Write out the passage of the note on MGV starting with "MGV (Musique à" and going on through "26 September 1993.", word for word.

# Page extract
■ ■ ■

MGV (Musique à Grand Vitesse - High-Speed Music) was commissioned by the Festival de Lille for the inauguration of the TGV North-European line and was first performed by the Michael Nyman Band and the Orchestre national de Lille under Jean-Claude Casadesus on 26 September 1993.
MGV runs continuously but was conceived as an abstract, imaginary journey; or rather five inter-connected journeys, each ending with a slow, mainly stepwise melody which is only heard in its 'genuine' form when the piece reaches its destination. The thematic 'transformation' is a key to MGV as a whole, where musical ideas- rhythmic, melodic, harmonic, motivic, textural - constantly change their identity as they pass through different musical 'environments'. For instance the opening bars establish both a recurrent rhythmic principle - 9, 11, or 13-beat rhythmic cycles heard against a regular 8 - and a harmonic process - chord sequences (mainly over C and E) which have the note E in common. (Coincidentally, MGV begins in C and ends in E). A later scalic, syncopated figure (again first heard over C, E and A) begins the second section, featuring brass, in D flat. And so on: the topography of MGV should be experienced without reference to planning, description or timetables.
Tempo changes, unpredictable slowings down, bear no logical relation to the high speed of the Paris-Lille journey, while the temptation to treat MGV as a concerto grosso, with the Michael Nyman band as the ripeno, was resisted: more suitably the Band (amplified in live performance) lays down the tracks on which MGV runs.

■ ■ ■

# Listed records
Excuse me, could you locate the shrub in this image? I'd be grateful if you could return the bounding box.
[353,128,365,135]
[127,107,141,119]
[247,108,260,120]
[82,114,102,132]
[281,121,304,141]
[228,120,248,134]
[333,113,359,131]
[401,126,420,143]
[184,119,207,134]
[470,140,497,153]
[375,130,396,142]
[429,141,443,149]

■ ■ ■

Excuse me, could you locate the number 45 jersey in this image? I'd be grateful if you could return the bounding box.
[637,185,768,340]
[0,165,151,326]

■ ■ ■

# Answer for this exercise
MGV (Musique à Grand Vitesse - High-Speed Music) was commissioned by the Festival de Lille for the inauguration of the TGV North-European line and was first performed by the Michael Nyman Band and the Orchestre national de Lille under Jean-Claude Casadesus on 26 September 1993.